* [Task requirements] Omit the images, then print each record below exactly as it reads.

(Point labeling examples)
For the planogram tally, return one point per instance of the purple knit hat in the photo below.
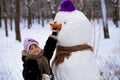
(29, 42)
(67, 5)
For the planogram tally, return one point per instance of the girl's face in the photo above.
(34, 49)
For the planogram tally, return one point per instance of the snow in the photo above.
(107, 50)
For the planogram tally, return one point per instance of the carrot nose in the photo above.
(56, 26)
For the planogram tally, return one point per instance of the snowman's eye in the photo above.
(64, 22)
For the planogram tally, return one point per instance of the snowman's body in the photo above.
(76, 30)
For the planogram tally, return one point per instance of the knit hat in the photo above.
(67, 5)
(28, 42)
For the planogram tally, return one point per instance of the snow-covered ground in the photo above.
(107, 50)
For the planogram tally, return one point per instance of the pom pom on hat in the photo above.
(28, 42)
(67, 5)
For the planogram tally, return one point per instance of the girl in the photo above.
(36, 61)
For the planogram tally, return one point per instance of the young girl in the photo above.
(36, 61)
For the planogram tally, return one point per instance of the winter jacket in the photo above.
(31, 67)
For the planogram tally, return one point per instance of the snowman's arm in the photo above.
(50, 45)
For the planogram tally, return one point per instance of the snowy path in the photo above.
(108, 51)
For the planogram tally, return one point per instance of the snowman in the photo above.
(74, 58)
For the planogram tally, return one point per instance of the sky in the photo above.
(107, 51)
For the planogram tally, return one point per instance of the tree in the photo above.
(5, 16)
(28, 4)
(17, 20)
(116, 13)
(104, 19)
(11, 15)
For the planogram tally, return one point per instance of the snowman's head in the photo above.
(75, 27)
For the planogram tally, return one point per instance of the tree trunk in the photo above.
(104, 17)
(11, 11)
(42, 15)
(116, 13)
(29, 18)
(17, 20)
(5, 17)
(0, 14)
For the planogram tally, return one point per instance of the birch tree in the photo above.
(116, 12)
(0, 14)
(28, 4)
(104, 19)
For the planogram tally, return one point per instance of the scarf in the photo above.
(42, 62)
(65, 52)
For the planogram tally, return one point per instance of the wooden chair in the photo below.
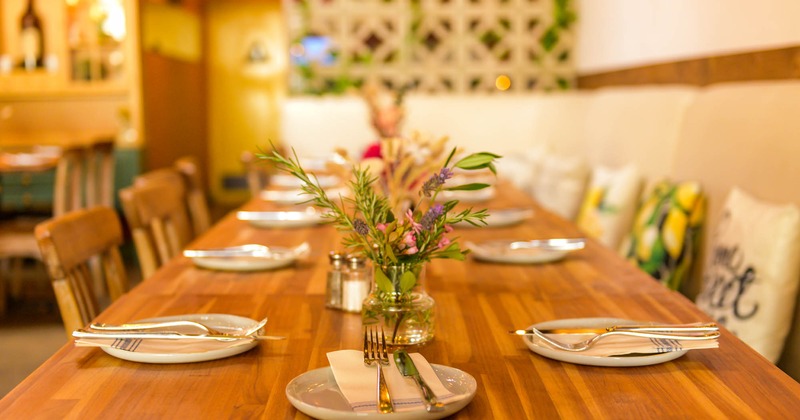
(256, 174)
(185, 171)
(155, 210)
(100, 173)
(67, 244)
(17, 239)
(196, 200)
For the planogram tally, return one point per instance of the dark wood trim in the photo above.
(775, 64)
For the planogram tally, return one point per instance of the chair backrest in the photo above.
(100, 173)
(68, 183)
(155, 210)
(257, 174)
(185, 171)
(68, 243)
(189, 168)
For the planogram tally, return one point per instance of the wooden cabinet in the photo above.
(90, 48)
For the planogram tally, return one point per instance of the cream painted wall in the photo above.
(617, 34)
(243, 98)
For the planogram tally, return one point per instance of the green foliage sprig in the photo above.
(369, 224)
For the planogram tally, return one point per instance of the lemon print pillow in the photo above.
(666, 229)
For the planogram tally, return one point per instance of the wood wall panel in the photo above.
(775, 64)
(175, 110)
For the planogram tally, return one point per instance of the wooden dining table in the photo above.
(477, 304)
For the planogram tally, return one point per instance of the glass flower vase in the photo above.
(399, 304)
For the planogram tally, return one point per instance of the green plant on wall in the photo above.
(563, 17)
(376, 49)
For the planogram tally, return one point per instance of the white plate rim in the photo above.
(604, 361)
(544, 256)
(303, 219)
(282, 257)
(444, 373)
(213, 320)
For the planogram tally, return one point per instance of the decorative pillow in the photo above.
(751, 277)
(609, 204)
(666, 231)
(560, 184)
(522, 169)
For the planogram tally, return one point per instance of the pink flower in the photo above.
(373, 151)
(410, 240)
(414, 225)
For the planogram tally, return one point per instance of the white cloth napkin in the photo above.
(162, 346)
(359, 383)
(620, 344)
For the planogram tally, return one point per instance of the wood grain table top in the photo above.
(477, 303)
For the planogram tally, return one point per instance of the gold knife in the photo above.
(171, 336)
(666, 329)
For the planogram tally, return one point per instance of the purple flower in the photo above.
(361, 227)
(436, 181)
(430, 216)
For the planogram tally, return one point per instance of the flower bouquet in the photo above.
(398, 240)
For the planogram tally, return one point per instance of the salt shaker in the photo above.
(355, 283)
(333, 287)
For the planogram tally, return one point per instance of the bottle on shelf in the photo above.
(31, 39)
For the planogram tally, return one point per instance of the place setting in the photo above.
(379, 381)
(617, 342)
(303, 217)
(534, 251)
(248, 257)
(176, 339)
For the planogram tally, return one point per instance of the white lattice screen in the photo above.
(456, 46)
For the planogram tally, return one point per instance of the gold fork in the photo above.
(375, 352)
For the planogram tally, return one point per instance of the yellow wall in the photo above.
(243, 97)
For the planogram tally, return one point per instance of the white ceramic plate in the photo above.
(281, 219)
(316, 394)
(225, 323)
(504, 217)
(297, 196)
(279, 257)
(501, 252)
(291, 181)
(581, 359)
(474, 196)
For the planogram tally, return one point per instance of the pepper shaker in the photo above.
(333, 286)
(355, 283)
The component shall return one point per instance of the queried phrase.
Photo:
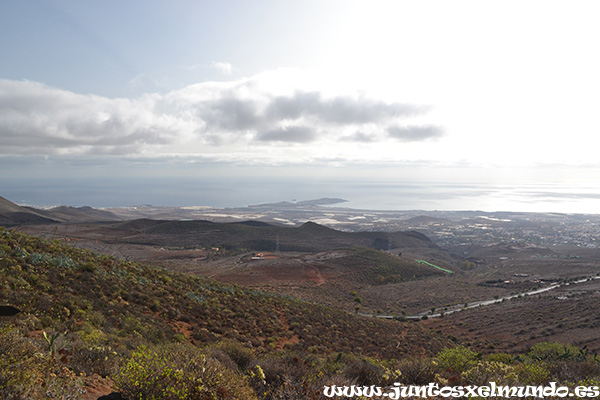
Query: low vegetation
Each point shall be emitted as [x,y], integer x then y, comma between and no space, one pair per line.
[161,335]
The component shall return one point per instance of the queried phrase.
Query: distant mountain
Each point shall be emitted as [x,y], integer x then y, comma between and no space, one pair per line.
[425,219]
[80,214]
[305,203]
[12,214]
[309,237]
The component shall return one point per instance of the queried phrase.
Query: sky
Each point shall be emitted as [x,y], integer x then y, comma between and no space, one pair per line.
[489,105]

* [Solution for this problem]
For the planogram tally, return one point per instance of the purple knit hat in the photo below.
(29, 42)
(67, 5)
For the planogram tally, return one point per instance of the girl's face in the photo above.
(34, 49)
For the planogram tally, return one point per instance of the snow in the photo above.
(107, 50)
For the planogram tally, return one point per instance of the carrot nose in the photo above.
(56, 26)
For the planogram tally, return one point per instance of the snowman's eye in the photo above.
(64, 22)
For the planogram tally, return one point per instance of the snowman's body in the photo above.
(76, 30)
For the planogram tally, return one point per instance of the knit hat in the photo above.
(67, 5)
(28, 42)
For the planogram tally, return one point per instance of the snow-covered ground in the photo above.
(107, 50)
For the planogram tally, return one point per instance of the pom pom on hat in the photo above.
(28, 42)
(67, 5)
For the planogram tally, return one point per instance of the girl in the photo above.
(36, 61)
For the planogram tally, return one point per instance of the young girl in the photo above.
(36, 61)
For the planogram tally, return one point per instance of the winter jacket in the photo above.
(31, 67)
For the planogram tally, return one point per instance of the snowman's arm in the photo above.
(50, 45)
For the planogram tally, return one point per instance of the snowy path in the photo above.
(108, 51)
For the planogram tally, return one point per instance of the snowman in the photo above.
(74, 58)
For the planogram tally, return one point per instance of the sky in the photo above.
(107, 51)
For the planogram tally, return one point per instance of the tree in the photo above.
(5, 16)
(28, 4)
(17, 20)
(116, 13)
(104, 19)
(11, 15)
For the planogram tally, return one point per instance of the snowman's head in the photo above.
(75, 27)
For the planogram tally, return one point per instance of the tree trunk in the photo above.
(104, 17)
(11, 11)
(42, 15)
(116, 13)
(29, 18)
(17, 20)
(5, 17)
(0, 14)
For the planogram tally, return one point per instance of the birch tree in the photo above.
(116, 12)
(0, 14)
(28, 4)
(104, 19)
For the planogram tally, return one point per instance of the scarf in the photo above.
(42, 62)
(65, 52)
For the planogram tally, return one point per instance of the wooden chair in the photo below.
(256, 174)
(185, 171)
(155, 210)
(100, 173)
(67, 244)
(17, 239)
(196, 200)
For the planogram tally, return one point per instance of the dark wood trim in the photo above.
(775, 64)
For the planogram tally, return one point per instance of the chair backrest in the photo above.
(100, 173)
(68, 183)
(155, 210)
(257, 174)
(185, 171)
(68, 243)
(189, 168)
For the planogram tally, return one point per instance of the wooden cabinet in the photo above.
(90, 48)
For the planogram tally, return one point per instance of the cream painted wall in the photo above.
(617, 34)
(243, 98)
For the planogram tally, return one point per instance of the green foliage sprig in the photo above.
(369, 224)
For the planogram tally, return one point per instance of the lemon print pillow in the photo above.
(666, 229)
For the planogram tally, return one point per instance of the wood wall panel in the photo above.
(775, 64)
(175, 110)
For the planogram tally, return one point per instance of the wooden dining table in the photo above.
(477, 304)
For the planogram tally, return one point per instance of the glass flower vase in the photo above.
(399, 304)
For the planogram tally, return one point per instance of the green plant on wall in the photo above.
(563, 17)
(376, 49)
For the planogram tally, return one point per instance of the white plate rim in the photo above.
(604, 361)
(544, 256)
(303, 219)
(282, 257)
(444, 373)
(213, 320)
For the planogram tally, return one point per instance of the decorative pillow in the photo above.
(751, 277)
(609, 204)
(666, 231)
(560, 184)
(522, 169)
For the planogram tally, return one point per instance of the pink flower in the photo above.
(373, 151)
(410, 240)
(414, 225)
For the planogram tally, return one point per instance of the white cloth napkin in the photo above.
(162, 346)
(359, 383)
(620, 344)
For the planogram tally, return one point per instance of the wood grain table top in the photo above.
(477, 303)
For the planogram tally, return one point per instance of the gold knife in the photo above.
(171, 336)
(666, 329)
For the planogram tally, return one point per instance of the purple flower in the photo above.
(361, 227)
(436, 181)
(430, 216)
For the planogram tally, return one point per instance of the flower bouquet in the photo above.
(398, 240)
For the planogram tally, return one point per instance of the salt shaker in the photo above.
(355, 283)
(333, 287)
For the planogram tally, return one point per instance of the bottle on shelf in the photo above.
(31, 39)
For the planogram tally, return one point per instance of the place setting in the photo above.
(379, 381)
(617, 342)
(303, 217)
(534, 251)
(248, 257)
(176, 339)
For the planogram tally, return one point per instance of the white lattice screen in the photo above.
(456, 46)
For the planogram tally, return one point per instance of the gold fork in the photo above.
(375, 352)
For the planogram tally, return one point per instance of the yellow wall in the photo above.
(243, 97)
For the planogram tally, return one point per instance of the white ceramic plate in the photo above.
(281, 219)
(316, 394)
(225, 323)
(504, 217)
(297, 196)
(279, 257)
(501, 252)
(291, 181)
(581, 359)
(474, 196)
For the planogram tally, return one point per instance of the pepper shaker in the photo above.
(333, 286)
(355, 283)
The component shall return one point per instance of the queried phrase.
Photo:
Query: low vegetation
Each point shall be emitted as [x,y], integer x then y, comma between and no space, one pair per line.
[161,335]
The component shall return one point per instance of the queried phrase.
Query: distant mountain
Each point shall be emitted as [x,y], integer x then y, comma between and no space, one pair per line.
[425,219]
[80,214]
[305,203]
[12,214]
[309,237]
The component shall return one point per instance of the queried phrase.
Query: sky
Each point shall be emitted as [x,y], integer x then y, comma between and no space, one pair per line.
[489,105]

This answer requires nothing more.